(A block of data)
-=-=-=-=-

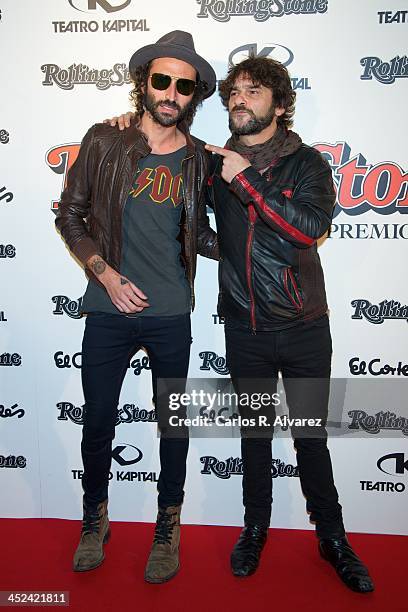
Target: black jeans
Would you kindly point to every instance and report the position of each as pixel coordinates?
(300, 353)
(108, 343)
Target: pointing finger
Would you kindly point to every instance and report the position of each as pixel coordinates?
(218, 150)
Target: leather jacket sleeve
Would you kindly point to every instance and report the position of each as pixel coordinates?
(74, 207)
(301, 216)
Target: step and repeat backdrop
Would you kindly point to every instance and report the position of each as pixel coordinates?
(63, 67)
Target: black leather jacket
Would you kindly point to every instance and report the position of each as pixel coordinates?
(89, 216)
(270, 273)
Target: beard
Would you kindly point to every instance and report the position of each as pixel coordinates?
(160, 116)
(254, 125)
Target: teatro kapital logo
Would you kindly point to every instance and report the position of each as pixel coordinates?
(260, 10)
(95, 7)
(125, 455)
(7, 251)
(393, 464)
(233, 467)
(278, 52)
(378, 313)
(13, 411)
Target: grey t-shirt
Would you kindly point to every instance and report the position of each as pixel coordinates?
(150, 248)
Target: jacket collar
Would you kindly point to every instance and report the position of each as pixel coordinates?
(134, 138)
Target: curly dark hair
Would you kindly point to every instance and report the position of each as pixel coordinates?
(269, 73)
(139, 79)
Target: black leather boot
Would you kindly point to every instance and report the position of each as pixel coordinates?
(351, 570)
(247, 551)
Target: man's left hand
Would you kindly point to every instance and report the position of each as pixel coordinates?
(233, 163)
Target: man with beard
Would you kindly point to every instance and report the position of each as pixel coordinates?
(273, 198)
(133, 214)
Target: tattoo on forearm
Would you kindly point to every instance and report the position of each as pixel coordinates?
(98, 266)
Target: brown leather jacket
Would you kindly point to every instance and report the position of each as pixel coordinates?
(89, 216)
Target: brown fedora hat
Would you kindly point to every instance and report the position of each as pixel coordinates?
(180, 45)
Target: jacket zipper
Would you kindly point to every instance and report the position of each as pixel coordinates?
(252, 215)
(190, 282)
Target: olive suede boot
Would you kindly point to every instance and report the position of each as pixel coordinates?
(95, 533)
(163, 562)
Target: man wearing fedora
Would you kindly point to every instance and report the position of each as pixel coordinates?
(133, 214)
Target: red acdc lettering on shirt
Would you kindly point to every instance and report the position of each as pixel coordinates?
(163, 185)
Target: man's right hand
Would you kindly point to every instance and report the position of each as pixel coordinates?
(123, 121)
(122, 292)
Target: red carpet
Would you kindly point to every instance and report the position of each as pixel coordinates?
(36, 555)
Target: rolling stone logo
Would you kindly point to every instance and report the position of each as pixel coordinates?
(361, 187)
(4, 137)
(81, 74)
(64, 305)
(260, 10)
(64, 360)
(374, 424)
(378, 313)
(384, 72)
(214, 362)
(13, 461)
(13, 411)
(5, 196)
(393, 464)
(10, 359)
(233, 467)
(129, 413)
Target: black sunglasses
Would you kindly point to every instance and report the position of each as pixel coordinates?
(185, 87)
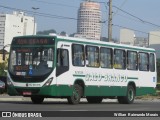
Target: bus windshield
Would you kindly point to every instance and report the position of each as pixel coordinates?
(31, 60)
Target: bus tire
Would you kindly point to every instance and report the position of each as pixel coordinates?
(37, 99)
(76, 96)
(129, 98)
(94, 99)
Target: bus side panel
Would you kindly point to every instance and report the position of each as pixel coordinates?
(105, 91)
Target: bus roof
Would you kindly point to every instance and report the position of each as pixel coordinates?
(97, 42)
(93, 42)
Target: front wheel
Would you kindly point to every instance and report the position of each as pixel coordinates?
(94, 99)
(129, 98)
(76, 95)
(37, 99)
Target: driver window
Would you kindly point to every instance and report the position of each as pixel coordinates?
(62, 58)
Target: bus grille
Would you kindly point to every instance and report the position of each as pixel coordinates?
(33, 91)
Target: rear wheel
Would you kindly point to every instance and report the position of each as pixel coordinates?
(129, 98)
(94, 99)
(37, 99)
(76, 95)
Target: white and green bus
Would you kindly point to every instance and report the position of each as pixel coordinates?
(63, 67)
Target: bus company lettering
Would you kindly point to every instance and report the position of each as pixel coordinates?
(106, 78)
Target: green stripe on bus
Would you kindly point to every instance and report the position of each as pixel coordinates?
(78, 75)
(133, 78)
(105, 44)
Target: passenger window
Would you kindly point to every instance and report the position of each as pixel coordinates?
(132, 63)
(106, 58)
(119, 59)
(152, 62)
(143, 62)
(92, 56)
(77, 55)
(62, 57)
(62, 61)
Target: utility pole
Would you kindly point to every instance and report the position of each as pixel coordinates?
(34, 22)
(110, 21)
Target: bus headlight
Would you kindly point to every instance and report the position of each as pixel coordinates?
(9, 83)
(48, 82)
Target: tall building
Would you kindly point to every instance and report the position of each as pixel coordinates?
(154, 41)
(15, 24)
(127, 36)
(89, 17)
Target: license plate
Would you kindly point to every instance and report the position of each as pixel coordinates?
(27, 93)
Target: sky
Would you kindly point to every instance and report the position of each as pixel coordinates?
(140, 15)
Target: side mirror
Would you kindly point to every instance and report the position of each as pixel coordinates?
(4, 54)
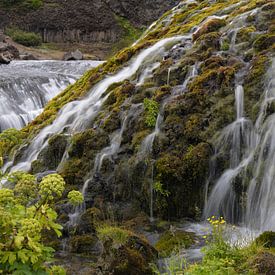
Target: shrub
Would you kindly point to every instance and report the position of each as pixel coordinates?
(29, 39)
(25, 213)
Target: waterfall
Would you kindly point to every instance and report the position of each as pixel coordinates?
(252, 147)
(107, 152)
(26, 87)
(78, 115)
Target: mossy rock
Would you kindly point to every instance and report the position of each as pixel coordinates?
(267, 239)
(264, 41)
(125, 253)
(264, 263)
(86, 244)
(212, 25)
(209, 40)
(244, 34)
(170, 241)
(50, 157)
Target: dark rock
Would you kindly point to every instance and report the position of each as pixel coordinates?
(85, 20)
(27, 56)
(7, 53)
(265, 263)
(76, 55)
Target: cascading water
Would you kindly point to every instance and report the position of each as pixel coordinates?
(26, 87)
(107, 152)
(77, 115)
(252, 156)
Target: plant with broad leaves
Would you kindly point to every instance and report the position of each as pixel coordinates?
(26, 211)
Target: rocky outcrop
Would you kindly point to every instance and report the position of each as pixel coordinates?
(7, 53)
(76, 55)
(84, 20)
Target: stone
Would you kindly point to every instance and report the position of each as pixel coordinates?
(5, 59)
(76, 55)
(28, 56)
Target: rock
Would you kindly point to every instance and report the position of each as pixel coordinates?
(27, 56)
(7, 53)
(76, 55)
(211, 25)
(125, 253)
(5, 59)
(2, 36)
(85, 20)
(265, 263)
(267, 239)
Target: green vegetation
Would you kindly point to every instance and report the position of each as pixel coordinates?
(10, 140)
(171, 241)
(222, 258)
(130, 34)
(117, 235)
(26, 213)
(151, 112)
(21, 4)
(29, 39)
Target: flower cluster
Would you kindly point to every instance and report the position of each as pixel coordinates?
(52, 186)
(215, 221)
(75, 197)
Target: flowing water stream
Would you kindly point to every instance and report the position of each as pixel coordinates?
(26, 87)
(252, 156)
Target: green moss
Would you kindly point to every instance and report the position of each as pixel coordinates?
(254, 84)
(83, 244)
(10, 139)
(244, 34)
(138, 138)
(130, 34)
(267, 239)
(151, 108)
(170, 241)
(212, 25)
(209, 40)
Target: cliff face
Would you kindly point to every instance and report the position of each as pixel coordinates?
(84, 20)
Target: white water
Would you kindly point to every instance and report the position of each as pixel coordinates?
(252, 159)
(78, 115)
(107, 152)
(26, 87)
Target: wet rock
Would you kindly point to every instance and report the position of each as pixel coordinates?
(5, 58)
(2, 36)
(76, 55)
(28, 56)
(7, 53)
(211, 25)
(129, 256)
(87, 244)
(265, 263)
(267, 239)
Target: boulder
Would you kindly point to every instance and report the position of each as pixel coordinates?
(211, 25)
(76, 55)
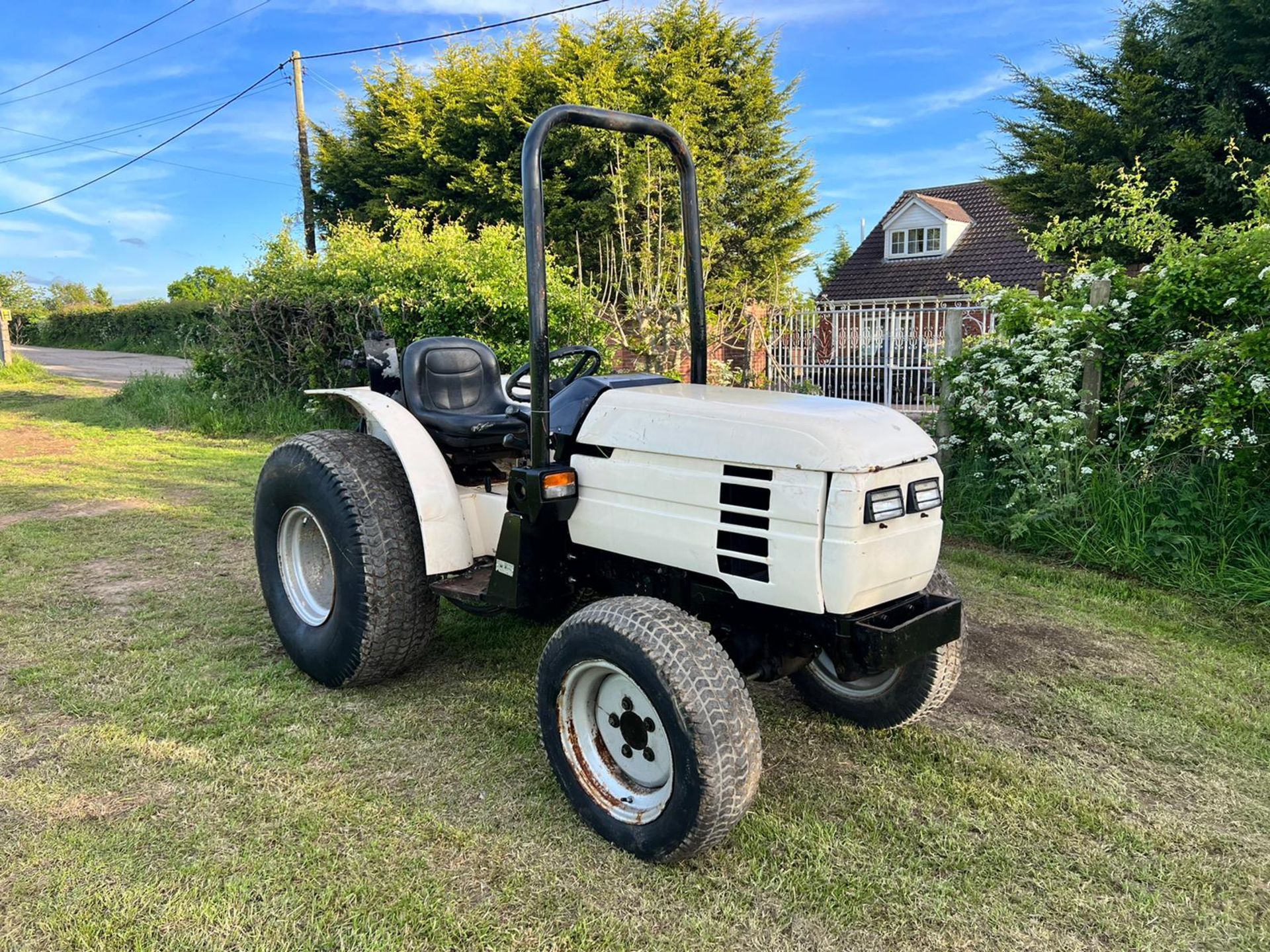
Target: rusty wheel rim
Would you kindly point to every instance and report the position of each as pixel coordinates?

-=-=-=-=-

WHAT YOU SHOULD DO:
Retype exactly, please, the span from the line holding "Target: green vegetation" through the closing line of the data, both ends included, without the pictures.

TASK RESULT:
Target: green vegetation
Would you kindly point to every instance and report the position of each as pixel coordinates?
(10, 140)
(171, 241)
(222, 258)
(130, 34)
(117, 235)
(26, 213)
(151, 112)
(21, 4)
(29, 39)
Target: flower cluster
Would you kindly point to every instance and report the position of each as pixel coordinates?
(52, 186)
(215, 221)
(75, 197)
Target: flowing water stream
Would you kindly point to every instance and report the position of each as pixel coordinates?
(26, 87)
(252, 156)
Target: green moss
Would you kindly point to every instance and report the position of each as pixel coordinates?
(254, 84)
(83, 244)
(10, 139)
(244, 34)
(138, 138)
(130, 34)
(267, 239)
(151, 108)
(170, 241)
(212, 25)
(209, 40)
Target: cliff face
Would you kindly point to every instance and report the position of each as pixel coordinates?
(84, 20)
Target: white water
Would you kindly point to every instance and report the position of each as pixel coordinates?
(252, 159)
(78, 115)
(107, 152)
(26, 87)
Target: wet rock
Would you kindly point to every instance and report the position of each as pixel coordinates?
(5, 58)
(2, 36)
(76, 55)
(28, 56)
(7, 53)
(211, 25)
(129, 256)
(87, 244)
(265, 263)
(267, 239)
Target: boulder
Would you kindly point to every instance and report the position of each as pixel coordinates?
(211, 25)
(76, 55)
Target: rusty wheel rim
Would you kindly point to every instance and report the position of each as pixel coordinates?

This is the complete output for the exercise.